Requirements
1/ Translate this sentence from the passage on the YOLOv8 backbone into Spanish: "The number of output channels in the second fully connected layer is the same as in the original input feature map."
2/ Write the next paragraph of the passage on the YOLOv8 backbone, picking up after its final line.

Text to read
-- Begin --

The structure of this section is as follows: Section 3.2 provides a detailed introduction to replacing the backbone network with MobileNetV3. Section 3.3 describes the strategy of improving feature extraction in the neck and introducing attention mechanisms. In Section 3.4, we discuss the work of adding a small object detection layer. Finally, Section 3.5 summarizes the structure of the improved YOLOv8.
3.2. Backbone network
Fewer parameters, less computation, and shorter inference times than heavyweight networks characterize lightweight networks. They are more suitable for scenarios where storage space and power consumption are limited, such as edge computing devices like mobile embedded devices. MobileNetV3 [30] is a lightweight network model proposed by the Google team. It has achieved excellent performance in lightweight image classification, target detection, semantic segmentation, and other tasks. The MobileNetV3 parameters are obtained by network architecture search (NAS) [31], inheriting some practical results from V1 [32] and V2 [33]. MobileNetV3 also invokes the Squeeze-and-Excitation (SE) channel attention mechanism [34], redesigning the time-consuming layer structure. These improvements further enhance the network's performance.
As shown in Fig. 3, the input image is first padded by 1 × 1 convolution to increase the number of channels. Next, deep convolution is applied in a high-dimensional space, and the resulting feature map is optimized using the SE attention mechanism. The number of channels is then reduced using 1 × 1 convolution (linear activation function). Residual linking is used when the step size is 1, and the input and output feature shapes are equal. The downsampled feature map is output directly when the step size is 2 (downsampling stage).
Fig. 3.
MobilenetV3 block structure diagram.
The attention mechanism first performs global average pooling [35] on the feature graph, as shown in Fig. 4. The relationship between the number of channels in the feature map and the pooling result (one-dimensional vector) is [h, w, c] = => [None, c]. Afterward, the output vector is obtained through two fully connected layers. The number of output channels in the first fully connected layer is 1/4 the number in the original input feature map. The number of output channels in the second fully connected layer is the same as in the original input feature map. That is, the dimension is first reduced and then increased. The output vector of the fully connected layer may be considered each vector element representing a weight relationship derived from the analysis of each feature map. More essential feature maps are given greater weights, i.e., their vector elements have more significant values. On the contrary, less important feature maps correspond to smaller weight values. The first fully connected layer uses the Rectified Linear Unit (ReLU) activation function [36], and the second fully connected layer uses the hard_sigmoid activation function [37]. After two fully connected layers, a vector of channel elements is obtained, each element being a weight for each channel. Multiplying the weights with their original feature map counterparts gives the new feature map data.
Fig. 4.
Se attention mechanism.

-- End --

Provided material

-- Begin --

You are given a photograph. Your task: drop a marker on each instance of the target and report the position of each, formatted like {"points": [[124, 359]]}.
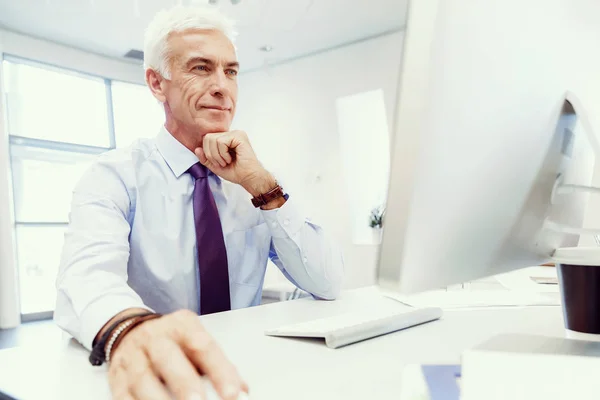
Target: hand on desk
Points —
{"points": [[161, 358]]}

-- End --

Per-task answers
1/ El número de canales de salida de la segunda capa totalmente conectada es el mismo que en el mapa de características de entrada original.

2/
3.3. Neck structure
3.3.1. Bi-directional feature pyramid network
Fig. 5(a) introduces the feature pyramid network (FPN) [38], which enhances the detector's ability to detect targets at different scales. This is achieved by introducing a bottom-up path that fuses multi-scale features from levels 2 to 5(P2–P5). However, it is computationally intensive, requiring long training and inference times, and is limited to unidirectional information flow. To solve this problem, instead of relying solely on the FPN, path aggregation network (PAN) [39] incorporates an additional top-down path aggregation network. It helps preserve detailed information in low-resolution feature maps, enhancing detection accuracy. However, it also increases computation, as shown in Fig. 5(b). Fig. 5(c) YOLOv8 borrows from PAN, simplifying the network to improve detection speed. YOLOv8 optimizes the feature pyramid network and removes nodes without feature fusion. However, all feature fusion methods have weak localization and recognition of small targets. This is because small targets are easily affected by normal-sized targets during feature extraction, and the network deletes inconspicuous information. Therefore, small target information is continuously reduced, resulting in unsatisfactory small target detection. BiFPN [40] introduces learnable weights to learn the importance of different input features while iteratively applying bottom-up and top-down multi-scale feature fusion. Introducing a bidirectional flow of feature information solves the problem of information loss and excess when extracting features at different scales. BiFPN fuses top- and bottom-sampled feature maps layer by layer and simultaneously introduces horizontal and vertical connections to fuse and exploit features better at different scales. It thus has strong robustness in handling complex scenes like scale change and occlusion, as shown in Fig. 5(d).
Fig. 5.
Feature network design. (a)FPN; (b)PAN; (c)YOLOv8; (d)BiFPN. Pink circles represent micro and small target detectors, orange circles represent small target detectors, blue circles represent medium target detectors, and green circles represent large target detectors. (For interpretation of the references to color in this figure legend, the reader is referred to the Web version of this article.)
3.3.2. Attentional mechanisms
EMA [41] is an efficient multiscale attention mechanism. It preserves information and reduces computational cost without reducing channel dimensionality. As shown in Fig. 6, the parallel substructure avoids sequential processing, and the convolution produces efficient channel descriptions and better pixel-level attention for high-level feature maps. Specifically, a 1 × 1 convolution from the CA [42] module forms a 1 × 1 branch in the shared component. 3 × 3 kernels are placed in parallel for fast multiscale spatial structure information aggregation, forming 3 × 3 branches. This feature grouping and multiscale structure effectively establish short- and long-term dependencies for superior performance.
Fig. 6.
EMA structure.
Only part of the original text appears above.